[Source records]
....
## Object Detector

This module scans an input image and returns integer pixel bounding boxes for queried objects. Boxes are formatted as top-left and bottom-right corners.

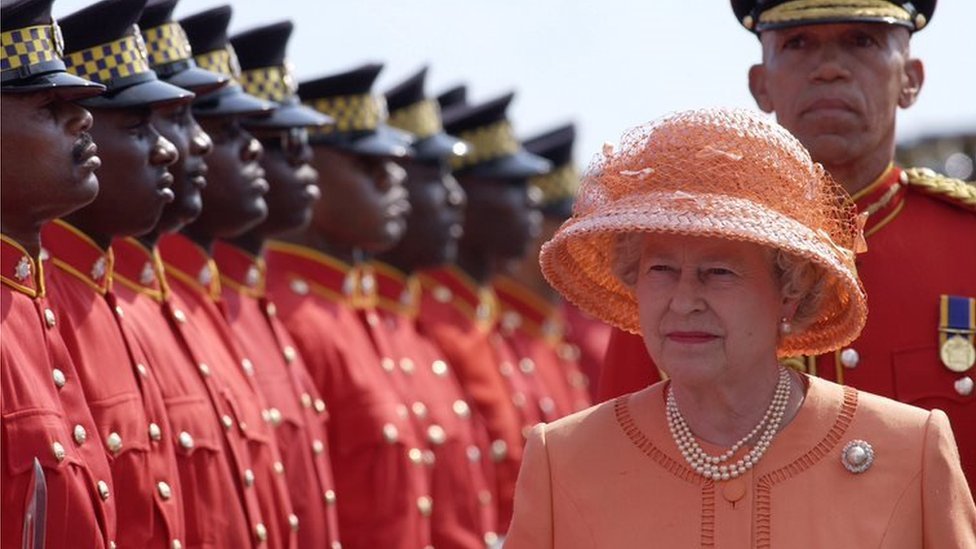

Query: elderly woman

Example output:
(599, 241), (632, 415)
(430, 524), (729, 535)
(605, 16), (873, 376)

(505, 110), (976, 549)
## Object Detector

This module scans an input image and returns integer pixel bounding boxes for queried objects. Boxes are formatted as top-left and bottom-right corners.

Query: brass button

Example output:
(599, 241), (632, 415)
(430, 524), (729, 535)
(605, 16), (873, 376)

(51, 440), (66, 463)
(180, 431), (193, 450)
(74, 425), (88, 445)
(51, 368), (68, 389)
(105, 431), (122, 454)
(417, 496), (434, 517)
(427, 424), (447, 446)
(383, 423), (400, 444)
(451, 399), (471, 418)
(95, 480), (111, 501)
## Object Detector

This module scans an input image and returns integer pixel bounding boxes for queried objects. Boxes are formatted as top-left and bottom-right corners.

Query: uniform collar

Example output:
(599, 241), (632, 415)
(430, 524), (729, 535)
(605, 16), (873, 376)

(159, 234), (220, 301)
(417, 265), (498, 329)
(372, 261), (422, 318)
(112, 237), (169, 301)
(851, 164), (908, 237)
(213, 242), (267, 299)
(492, 276), (564, 342)
(41, 219), (115, 295)
(0, 234), (44, 298)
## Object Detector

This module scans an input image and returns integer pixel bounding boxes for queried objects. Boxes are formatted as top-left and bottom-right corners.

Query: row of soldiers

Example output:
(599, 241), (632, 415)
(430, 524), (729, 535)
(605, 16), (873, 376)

(0, 0), (609, 549)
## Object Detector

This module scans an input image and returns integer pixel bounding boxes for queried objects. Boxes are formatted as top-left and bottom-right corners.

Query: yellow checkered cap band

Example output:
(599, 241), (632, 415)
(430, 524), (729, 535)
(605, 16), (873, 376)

(64, 26), (150, 84)
(389, 99), (444, 139)
(306, 93), (386, 135)
(529, 163), (579, 205)
(0, 25), (61, 72)
(193, 44), (241, 80)
(143, 22), (193, 67)
(451, 120), (522, 170)
(240, 63), (298, 103)
(759, 0), (924, 24)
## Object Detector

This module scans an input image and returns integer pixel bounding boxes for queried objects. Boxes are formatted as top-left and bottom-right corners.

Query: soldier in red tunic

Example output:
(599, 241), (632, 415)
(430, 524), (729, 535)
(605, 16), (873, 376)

(266, 65), (435, 549)
(0, 0), (116, 548)
(380, 68), (498, 549)
(42, 0), (193, 547)
(417, 94), (549, 533)
(207, 21), (340, 548)
(601, 0), (976, 488)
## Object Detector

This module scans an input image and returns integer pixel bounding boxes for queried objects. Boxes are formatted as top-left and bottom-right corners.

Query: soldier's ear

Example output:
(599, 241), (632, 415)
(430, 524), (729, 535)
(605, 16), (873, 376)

(749, 64), (773, 113)
(898, 59), (925, 109)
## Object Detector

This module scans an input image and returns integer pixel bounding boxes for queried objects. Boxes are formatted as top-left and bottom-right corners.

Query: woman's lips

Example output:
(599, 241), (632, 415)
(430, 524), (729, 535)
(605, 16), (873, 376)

(666, 332), (718, 344)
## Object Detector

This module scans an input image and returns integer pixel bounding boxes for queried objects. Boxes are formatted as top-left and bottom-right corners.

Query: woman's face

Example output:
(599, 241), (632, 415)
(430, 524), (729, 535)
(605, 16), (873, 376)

(636, 235), (793, 384)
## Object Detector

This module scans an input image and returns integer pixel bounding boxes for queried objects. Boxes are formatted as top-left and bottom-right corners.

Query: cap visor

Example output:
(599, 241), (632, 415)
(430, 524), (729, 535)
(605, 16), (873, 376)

(81, 79), (193, 109)
(458, 151), (552, 179)
(193, 84), (275, 116)
(246, 104), (334, 128)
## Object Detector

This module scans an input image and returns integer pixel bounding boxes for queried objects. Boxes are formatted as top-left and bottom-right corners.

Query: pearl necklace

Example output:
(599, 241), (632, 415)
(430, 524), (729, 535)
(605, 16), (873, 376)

(666, 366), (792, 480)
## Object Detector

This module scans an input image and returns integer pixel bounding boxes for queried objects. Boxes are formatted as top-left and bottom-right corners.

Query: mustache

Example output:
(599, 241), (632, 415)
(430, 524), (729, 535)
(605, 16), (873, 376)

(71, 132), (95, 162)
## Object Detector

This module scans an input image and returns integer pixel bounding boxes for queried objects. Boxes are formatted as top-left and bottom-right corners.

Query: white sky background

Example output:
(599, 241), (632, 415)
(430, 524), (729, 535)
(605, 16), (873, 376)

(54, 0), (976, 163)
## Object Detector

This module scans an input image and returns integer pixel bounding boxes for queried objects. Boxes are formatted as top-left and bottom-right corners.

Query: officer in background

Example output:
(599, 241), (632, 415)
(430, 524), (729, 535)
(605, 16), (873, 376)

(216, 21), (340, 548)
(601, 0), (976, 488)
(417, 94), (549, 533)
(267, 64), (434, 549)
(0, 0), (116, 548)
(380, 67), (497, 549)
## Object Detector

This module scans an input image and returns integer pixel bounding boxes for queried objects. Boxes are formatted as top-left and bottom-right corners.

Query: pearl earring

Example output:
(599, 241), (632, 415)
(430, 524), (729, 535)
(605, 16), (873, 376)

(779, 316), (793, 335)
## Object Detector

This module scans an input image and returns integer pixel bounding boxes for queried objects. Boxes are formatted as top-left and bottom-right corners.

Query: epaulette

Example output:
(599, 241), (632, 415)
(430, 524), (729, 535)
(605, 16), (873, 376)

(905, 168), (976, 212)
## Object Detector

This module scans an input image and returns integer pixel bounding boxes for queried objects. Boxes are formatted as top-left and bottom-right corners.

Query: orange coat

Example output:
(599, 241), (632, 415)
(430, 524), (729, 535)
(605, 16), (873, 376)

(505, 378), (976, 549)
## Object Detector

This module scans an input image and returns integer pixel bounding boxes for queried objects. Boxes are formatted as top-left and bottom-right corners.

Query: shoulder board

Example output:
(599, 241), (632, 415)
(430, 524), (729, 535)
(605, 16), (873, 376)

(905, 168), (976, 212)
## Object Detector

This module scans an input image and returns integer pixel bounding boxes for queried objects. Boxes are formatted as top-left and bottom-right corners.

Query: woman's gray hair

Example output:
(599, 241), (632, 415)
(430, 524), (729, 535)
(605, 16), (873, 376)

(611, 232), (829, 333)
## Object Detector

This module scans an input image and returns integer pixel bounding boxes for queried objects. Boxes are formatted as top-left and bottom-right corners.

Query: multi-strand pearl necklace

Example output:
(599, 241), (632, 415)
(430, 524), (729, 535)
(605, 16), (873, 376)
....
→ **Given task**:
Put the lines of the data above into a numbered list, leaving out blank lines and covering all of the data. Omit the pictures from the answer.

→ **Solution to this task**:
1. ## Object Detector
2. This module scans an input image and returns integer pixel bounding boxes for queried objects. Boxes are formatted as top-left and bottom-right corners.
3. Query: elderly woman
4. Example output:
5. (599, 241), (632, 415)
6. (430, 524), (729, 535)
7. (605, 16), (873, 376)
8. (505, 110), (976, 549)
9. ## Object Detector
10. This module scans an input image and returns integer pixel bounding boxes for queried objects. Boxes are formatted as top-left and bottom-right corners.
11. Query: brass button
12. Example output:
13. (599, 241), (632, 415)
14. (430, 524), (729, 535)
15. (605, 16), (873, 376)
16. (51, 440), (66, 463)
17. (180, 431), (193, 450)
18. (74, 425), (88, 445)
19. (51, 368), (68, 389)
20. (105, 431), (122, 454)
21. (417, 496), (434, 517)
22. (427, 424), (447, 446)
23. (383, 423), (400, 444)
24. (451, 399), (471, 418)
25. (95, 480), (111, 501)
26. ## Object Detector
27. This module scans an input image and returns integer pixel bounding boxes for queried objects. Boxes are formatted as top-left and bottom-right corners.
28. Query: uniform collar
29. Example output:
30. (599, 241), (632, 415)
31. (430, 524), (729, 535)
32. (605, 16), (873, 376)
33. (159, 234), (220, 301)
34. (417, 265), (498, 329)
35. (372, 261), (422, 318)
36. (112, 237), (169, 301)
37. (851, 164), (908, 237)
38. (213, 242), (267, 299)
39. (492, 276), (564, 342)
40. (41, 219), (115, 295)
41. (0, 234), (44, 298)
42. ## Object Detector
43. This module scans an input image and returns integer pixel bounding boxes for queried objects. Boxes are formatted as top-left and bottom-right corners.
44. Query: row of soldiers
45. Example output:
46. (599, 241), (632, 415)
47. (430, 524), (729, 535)
48. (605, 16), (873, 376)
49. (0, 0), (609, 549)
50. ## Object Detector
51. This module scans an input image and returns integer pixel bounding boxes for queried objects. Boxes are formatted as top-left and bottom-right corners.
52. Query: yellow checkered cap band
53. Example output:
54. (599, 241), (632, 415)
55. (430, 524), (729, 535)
56. (605, 16), (873, 376)
57. (64, 26), (150, 84)
58. (389, 99), (444, 139)
59. (306, 93), (386, 135)
60. (529, 163), (579, 205)
61. (0, 25), (61, 72)
62. (193, 44), (241, 80)
63. (143, 22), (193, 67)
64. (451, 120), (522, 170)
65. (240, 63), (298, 103)
66. (759, 0), (924, 24)
67. ## Object Detector
68. This module scans an input image and returns integer pixel bounding boxes for queried objects. Boxes are formatted as top-left and bottom-right corners.
69. Query: soldier in red tunic
70. Example output:
71. (599, 241), (632, 415)
72. (430, 524), (729, 535)
73. (605, 16), (873, 376)
74. (266, 65), (435, 549)
75. (0, 0), (116, 548)
76. (380, 68), (498, 549)
77. (42, 0), (193, 547)
78. (417, 94), (549, 533)
79. (207, 21), (340, 548)
80. (601, 0), (976, 488)
81. ## Object Detector
82. This module scans an input image and returns integer pixel bounding boxes for queried objects. Boxes are formatted as top-left and bottom-right corners.
83. Query: soldier's ear
84. Example output:
85. (599, 241), (632, 415)
86. (430, 524), (729, 535)
87. (605, 16), (873, 376)
88. (749, 64), (773, 113)
89. (898, 59), (925, 109)
90. ## Object Detector
91. This module scans an input image and returns integer pixel bounding boxes for queried objects. Boxes are formatted as top-left and bottom-right corners.
92. Query: woman's lips
93. Example output:
94. (599, 241), (632, 415)
95. (430, 524), (729, 535)
96. (605, 16), (873, 376)
97. (666, 332), (718, 344)
98. ## Object Detector
99. This module scans an input image and returns integer pixel bounding boxes for queried objects. Boxes are formatted as top-left and bottom-right corners.
100. Query: woman's face
101. Example output:
102. (599, 241), (632, 415)
103. (430, 524), (729, 535)
104. (605, 16), (873, 376)
105. (636, 235), (793, 384)
106. ## Object Detector
107. This module scans an input image and returns integer pixel bounding boxes for queried objects. Boxes are formatted as top-left and bottom-right corners.
108. Query: cap visor
109. Example output:
110. (599, 241), (632, 415)
111. (430, 524), (729, 535)
112. (605, 16), (873, 376)
113. (81, 79), (193, 109)
114. (458, 151), (552, 179)
115. (193, 84), (275, 116)
116. (246, 104), (334, 128)
117. ## Object Detector
118. This module scans an input image and returns integer pixel bounding boxes for queried objects. Boxes are formatted as top-left and bottom-right corners.
119. Query: pearl necklace
120. Example output:
121. (599, 241), (632, 415)
122. (430, 524), (729, 535)
123. (605, 16), (873, 376)
124. (666, 366), (792, 480)
125. ## Object Detector
126. This module scans an input image and returns integer pixel bounding boxes for queried objects. Boxes are formatted as top-left and bottom-right corners.
127. Query: mustache
128. Example output:
129. (599, 241), (632, 415)
130. (430, 524), (729, 535)
131. (605, 16), (873, 376)
132. (71, 132), (95, 162)
133. ## Object Detector
134. This module scans an input image and returns integer pixel bounding boxes for queried objects. Boxes are formatted as top-left and bottom-right corners.
135. Query: white sky background
136. Example output:
137. (599, 241), (632, 415)
138. (430, 524), (729, 535)
139. (605, 16), (873, 376)
140. (54, 0), (976, 163)
141. ## Object Detector
142. This module scans an input image and returns integer pixel bounding boxes for queried objects. Boxes are formatted as top-left and bottom-right corners.
143. Query: officer in background
144. Example output:
145. (599, 241), (632, 415)
146. (430, 524), (729, 535)
147. (605, 16), (873, 376)
148. (216, 21), (340, 548)
149. (601, 0), (976, 488)
150. (417, 94), (549, 533)
151. (267, 64), (434, 549)
152. (0, 0), (116, 548)
153. (380, 67), (497, 549)
154. ## Object Detector
155. This module scans an input image and returns integer pixel bounding boxes for queried objects. Boxes are formatted as top-left and bottom-right corners.
156. Query: pearl earring
157. Example output:
158. (599, 241), (632, 415)
159. (430, 524), (729, 535)
160. (605, 16), (873, 376)
161. (779, 316), (793, 335)
162. ## Object Detector
163. This module scans an input image and returns integer pixel bounding boxes for queried objects. Boxes are formatted as top-left and bottom-right corners.
164. Query: epaulette
165. Example output:
166. (599, 241), (632, 415)
167. (430, 524), (729, 535)
168. (605, 16), (873, 376)
169. (905, 168), (976, 212)
170. ## Object Detector
171. This module scans an input image and returns integer pixel bounding boxes for queried objects. Boxes are formatted as top-left and bottom-right corners.
172. Query: orange coat
173. Example output:
174. (599, 241), (632, 415)
175. (430, 524), (729, 535)
176. (605, 16), (873, 376)
177. (505, 378), (976, 549)
178. ## Object Detector
179. This module scans an input image and returns integer pixel bounding boxes for queried objects. Boxes are formatted as top-left and bottom-right corners.
180. Query: shoulder board
181. Example output:
182. (599, 241), (632, 415)
183. (430, 524), (729, 535)
184. (605, 16), (873, 376)
185. (905, 168), (976, 212)
186. ## Object Detector
187. This module scans an input image and returns integer pixel bounding boxes for queried objects. Boxes are formatted as top-left and bottom-right corners.
188. Query: woman's gray hair
189. Example output:
190. (599, 241), (632, 415)
191. (430, 524), (729, 535)
192. (605, 16), (873, 376)
193. (611, 232), (829, 333)
194. ## Object Detector
195. This module scans an input image and returns integer pixel bounding boxes for queried objects. Boxes are formatted as top-left and bottom-right corners.
196. Query: multi-strand pearl necklace
197. Example output:
198. (599, 241), (632, 415)
199. (430, 524), (729, 535)
200. (605, 16), (873, 376)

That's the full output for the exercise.